GOAL –
Give the stretch of rows from the line containing "If the wooden fence" through the line containing "[258,111,305,123]", both included, as a JSON list of strings with one string per line and blank lines left out.

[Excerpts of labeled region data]

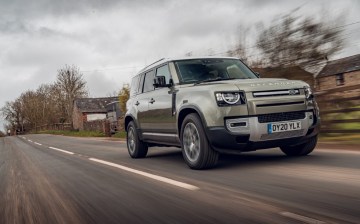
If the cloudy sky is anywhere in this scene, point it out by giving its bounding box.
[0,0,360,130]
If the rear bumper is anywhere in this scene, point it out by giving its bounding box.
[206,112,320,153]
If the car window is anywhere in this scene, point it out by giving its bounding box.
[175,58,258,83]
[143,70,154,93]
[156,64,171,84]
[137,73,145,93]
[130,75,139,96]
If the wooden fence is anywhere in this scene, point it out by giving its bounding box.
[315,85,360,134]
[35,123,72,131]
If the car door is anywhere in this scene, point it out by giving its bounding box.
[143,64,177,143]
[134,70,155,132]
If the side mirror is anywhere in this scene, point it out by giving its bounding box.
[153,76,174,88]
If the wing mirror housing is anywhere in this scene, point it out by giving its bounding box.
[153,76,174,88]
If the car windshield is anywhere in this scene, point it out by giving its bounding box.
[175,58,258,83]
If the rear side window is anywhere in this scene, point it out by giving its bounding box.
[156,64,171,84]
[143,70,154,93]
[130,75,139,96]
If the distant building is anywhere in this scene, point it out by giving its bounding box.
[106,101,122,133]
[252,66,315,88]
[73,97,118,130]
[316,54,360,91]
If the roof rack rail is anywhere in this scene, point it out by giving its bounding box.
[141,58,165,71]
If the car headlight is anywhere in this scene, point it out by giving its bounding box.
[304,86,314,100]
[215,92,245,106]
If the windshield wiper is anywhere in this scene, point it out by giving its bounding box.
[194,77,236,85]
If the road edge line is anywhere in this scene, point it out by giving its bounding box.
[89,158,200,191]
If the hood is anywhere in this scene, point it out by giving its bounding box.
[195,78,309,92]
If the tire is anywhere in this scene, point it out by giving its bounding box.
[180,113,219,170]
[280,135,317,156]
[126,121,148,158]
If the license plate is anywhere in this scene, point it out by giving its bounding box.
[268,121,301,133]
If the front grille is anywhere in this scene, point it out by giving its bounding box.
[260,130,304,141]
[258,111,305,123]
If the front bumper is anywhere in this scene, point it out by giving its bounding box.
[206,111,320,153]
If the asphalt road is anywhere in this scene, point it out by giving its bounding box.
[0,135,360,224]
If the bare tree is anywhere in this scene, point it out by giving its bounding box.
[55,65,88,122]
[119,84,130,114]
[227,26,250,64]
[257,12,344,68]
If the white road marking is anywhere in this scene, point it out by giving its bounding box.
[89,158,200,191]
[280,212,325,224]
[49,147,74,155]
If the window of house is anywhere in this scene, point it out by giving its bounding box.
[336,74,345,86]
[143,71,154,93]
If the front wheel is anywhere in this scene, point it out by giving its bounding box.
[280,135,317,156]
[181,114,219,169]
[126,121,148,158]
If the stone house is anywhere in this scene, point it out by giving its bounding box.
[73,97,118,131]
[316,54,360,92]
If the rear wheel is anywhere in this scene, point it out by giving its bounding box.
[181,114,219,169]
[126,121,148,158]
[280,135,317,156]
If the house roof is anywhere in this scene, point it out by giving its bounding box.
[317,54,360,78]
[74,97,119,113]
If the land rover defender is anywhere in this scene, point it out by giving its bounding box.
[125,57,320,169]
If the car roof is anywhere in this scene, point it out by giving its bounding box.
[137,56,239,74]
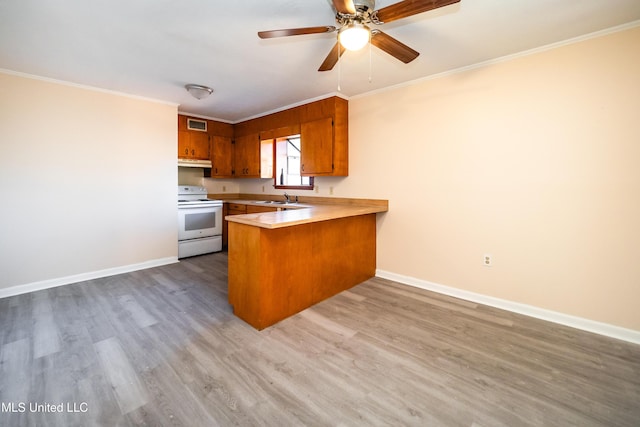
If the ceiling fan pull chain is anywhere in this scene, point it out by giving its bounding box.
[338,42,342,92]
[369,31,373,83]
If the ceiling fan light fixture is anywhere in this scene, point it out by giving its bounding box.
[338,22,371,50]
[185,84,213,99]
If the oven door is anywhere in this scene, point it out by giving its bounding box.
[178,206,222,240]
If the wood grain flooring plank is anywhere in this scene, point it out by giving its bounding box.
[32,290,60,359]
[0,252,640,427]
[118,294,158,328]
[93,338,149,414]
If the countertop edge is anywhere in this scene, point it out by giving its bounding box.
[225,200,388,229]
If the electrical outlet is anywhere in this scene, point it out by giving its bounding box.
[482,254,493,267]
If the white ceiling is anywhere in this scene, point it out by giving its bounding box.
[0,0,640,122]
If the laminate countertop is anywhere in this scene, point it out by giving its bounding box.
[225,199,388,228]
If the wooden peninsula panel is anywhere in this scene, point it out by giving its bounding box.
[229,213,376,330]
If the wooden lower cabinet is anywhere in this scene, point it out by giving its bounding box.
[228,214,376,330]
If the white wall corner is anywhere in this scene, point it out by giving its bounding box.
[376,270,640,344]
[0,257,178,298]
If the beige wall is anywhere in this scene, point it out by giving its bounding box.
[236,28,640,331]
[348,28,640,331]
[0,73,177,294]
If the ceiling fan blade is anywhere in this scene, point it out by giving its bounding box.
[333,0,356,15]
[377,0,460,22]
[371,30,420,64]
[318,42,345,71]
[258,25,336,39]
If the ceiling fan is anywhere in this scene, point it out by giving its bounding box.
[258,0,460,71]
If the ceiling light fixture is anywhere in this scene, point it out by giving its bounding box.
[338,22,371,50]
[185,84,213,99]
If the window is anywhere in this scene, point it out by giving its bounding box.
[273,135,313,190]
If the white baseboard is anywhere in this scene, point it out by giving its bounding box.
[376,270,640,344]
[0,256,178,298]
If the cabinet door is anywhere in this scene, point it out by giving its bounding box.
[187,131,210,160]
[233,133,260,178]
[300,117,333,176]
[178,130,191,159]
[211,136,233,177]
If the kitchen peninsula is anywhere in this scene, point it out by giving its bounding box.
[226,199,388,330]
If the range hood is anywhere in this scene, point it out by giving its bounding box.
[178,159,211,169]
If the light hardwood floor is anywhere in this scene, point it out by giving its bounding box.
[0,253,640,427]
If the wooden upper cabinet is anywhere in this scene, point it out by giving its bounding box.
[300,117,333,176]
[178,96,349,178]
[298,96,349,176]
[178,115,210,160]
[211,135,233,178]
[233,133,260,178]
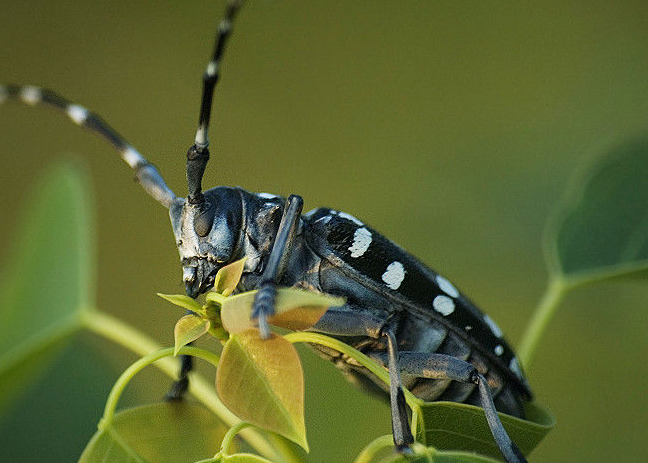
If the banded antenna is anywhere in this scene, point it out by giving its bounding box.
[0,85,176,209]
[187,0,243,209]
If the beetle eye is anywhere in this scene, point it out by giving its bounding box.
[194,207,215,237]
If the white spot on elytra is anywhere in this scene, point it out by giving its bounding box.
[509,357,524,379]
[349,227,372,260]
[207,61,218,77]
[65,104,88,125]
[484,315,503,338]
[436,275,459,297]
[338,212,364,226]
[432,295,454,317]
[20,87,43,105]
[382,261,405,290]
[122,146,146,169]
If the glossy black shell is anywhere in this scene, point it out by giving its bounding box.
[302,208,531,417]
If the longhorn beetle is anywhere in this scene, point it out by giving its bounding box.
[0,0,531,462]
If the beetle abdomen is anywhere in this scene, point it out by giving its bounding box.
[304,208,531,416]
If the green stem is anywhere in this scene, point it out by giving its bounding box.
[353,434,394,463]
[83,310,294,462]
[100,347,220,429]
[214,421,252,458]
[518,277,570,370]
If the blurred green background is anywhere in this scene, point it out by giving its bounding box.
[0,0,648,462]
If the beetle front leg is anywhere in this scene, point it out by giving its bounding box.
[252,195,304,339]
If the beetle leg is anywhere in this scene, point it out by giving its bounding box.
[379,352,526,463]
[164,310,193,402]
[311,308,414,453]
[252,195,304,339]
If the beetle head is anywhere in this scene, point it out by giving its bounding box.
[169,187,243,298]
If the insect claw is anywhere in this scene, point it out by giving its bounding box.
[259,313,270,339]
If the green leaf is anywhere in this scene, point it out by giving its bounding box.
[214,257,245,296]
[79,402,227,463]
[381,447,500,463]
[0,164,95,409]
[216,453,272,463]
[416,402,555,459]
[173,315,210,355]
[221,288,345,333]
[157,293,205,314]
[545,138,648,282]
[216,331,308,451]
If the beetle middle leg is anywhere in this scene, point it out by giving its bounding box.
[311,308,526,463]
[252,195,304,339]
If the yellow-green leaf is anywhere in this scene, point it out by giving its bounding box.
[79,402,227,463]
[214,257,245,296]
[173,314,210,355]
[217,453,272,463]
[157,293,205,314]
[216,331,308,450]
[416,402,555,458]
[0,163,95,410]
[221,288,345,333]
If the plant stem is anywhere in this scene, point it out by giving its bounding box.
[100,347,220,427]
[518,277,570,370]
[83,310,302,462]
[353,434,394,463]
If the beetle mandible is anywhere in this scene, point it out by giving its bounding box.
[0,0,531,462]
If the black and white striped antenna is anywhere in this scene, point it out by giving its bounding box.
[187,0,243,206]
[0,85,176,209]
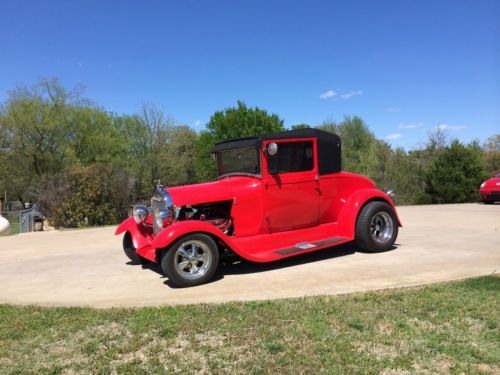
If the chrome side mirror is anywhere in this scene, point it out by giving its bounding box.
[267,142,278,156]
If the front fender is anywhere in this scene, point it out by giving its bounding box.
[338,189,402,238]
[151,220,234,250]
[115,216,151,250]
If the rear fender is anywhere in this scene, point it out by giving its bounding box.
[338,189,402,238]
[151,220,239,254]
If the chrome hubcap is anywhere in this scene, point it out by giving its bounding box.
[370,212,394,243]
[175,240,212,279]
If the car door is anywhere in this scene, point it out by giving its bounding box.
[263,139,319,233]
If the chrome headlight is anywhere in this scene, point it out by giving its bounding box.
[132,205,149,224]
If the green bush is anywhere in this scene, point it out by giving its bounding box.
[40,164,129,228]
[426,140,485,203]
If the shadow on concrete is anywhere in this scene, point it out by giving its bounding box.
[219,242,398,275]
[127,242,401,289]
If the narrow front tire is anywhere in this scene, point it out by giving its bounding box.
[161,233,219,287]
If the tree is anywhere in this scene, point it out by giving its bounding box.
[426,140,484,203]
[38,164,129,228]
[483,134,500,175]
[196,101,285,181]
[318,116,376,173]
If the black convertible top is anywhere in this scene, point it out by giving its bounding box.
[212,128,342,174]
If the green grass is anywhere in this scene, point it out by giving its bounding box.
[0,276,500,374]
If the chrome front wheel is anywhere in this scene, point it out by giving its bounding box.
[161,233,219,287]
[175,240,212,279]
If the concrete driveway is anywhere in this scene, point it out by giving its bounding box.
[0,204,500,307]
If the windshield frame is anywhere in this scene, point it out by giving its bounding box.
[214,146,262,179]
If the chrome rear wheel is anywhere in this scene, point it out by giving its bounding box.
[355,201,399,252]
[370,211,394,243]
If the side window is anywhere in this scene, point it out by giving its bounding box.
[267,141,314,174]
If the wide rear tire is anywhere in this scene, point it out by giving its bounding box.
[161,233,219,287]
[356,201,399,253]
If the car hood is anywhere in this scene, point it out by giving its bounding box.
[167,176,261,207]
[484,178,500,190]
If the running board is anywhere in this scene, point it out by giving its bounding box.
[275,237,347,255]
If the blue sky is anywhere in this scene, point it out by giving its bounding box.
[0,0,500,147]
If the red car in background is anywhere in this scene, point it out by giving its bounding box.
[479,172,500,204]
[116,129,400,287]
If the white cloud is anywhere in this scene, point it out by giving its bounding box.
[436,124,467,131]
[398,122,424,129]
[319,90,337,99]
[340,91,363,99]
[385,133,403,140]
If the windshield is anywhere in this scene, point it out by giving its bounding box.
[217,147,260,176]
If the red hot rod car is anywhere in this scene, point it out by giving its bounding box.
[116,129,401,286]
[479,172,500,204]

SOLUTION TO THE EXERCISE –
[
  "If the wooden fence is anywhere in this scene, point it out by giving its bounding box.",
  "[315,85,360,134]",
  "[35,123,72,131]",
  "If the car door is anywhere in this scene, point it out by giving its bounding box.",
  "[143,64,177,143]",
  "[134,70,155,132]",
  "If the side mirror is anywhere in this scene, point it out by giving its bounding box.",
  "[153,76,174,88]",
  "If the wing mirror housing is anywhere in this scene, point it out by giving its bounding box.",
  "[153,76,174,88]",
  "If the car windshield is anywhere in this scene, point it out by giving its bounding box.",
  "[175,58,258,83]",
  "If the rear side window is anywhere in this scene, point it out by giving its bounding box.",
  "[156,64,171,84]",
  "[143,70,154,93]",
  "[130,75,139,96]",
  "If the distant building is anywhere in this scene, point it out by giving its bounding box.",
  "[106,101,122,133]",
  "[252,66,315,88]",
  "[73,97,118,130]",
  "[316,54,360,91]",
  "If the roof rack rail is anywhere in this scene, point it out by giving its bounding box.",
  "[141,58,165,71]",
  "If the car headlight is anywhere in this scene, point it out by giving its bounding box.",
  "[304,86,314,100]",
  "[215,92,245,106]",
  "If the windshield wiper is anywhere in this scene, point it out by giving its bounding box.",
  "[194,77,236,85]",
  "If the road edge line is anywhere in this scene, point it out by giving its bounding box.",
  "[89,158,200,191]",
  "If the hood is anywhere in this scene, point it out by giving its bounding box.",
  "[195,78,309,92]",
  "If the tire is anywhere in this scene, point it out by giving its bounding box.",
  "[180,113,219,170]",
  "[280,135,317,156]",
  "[126,121,148,158]",
  "If the license plate is anywhere in this scene, point it out by giving its bounding box.",
  "[268,121,301,133]",
  "If the front grille is anywhere in this scene, point it out by giving its bounding box.",
  "[260,130,304,141]",
  "[258,111,305,123]"
]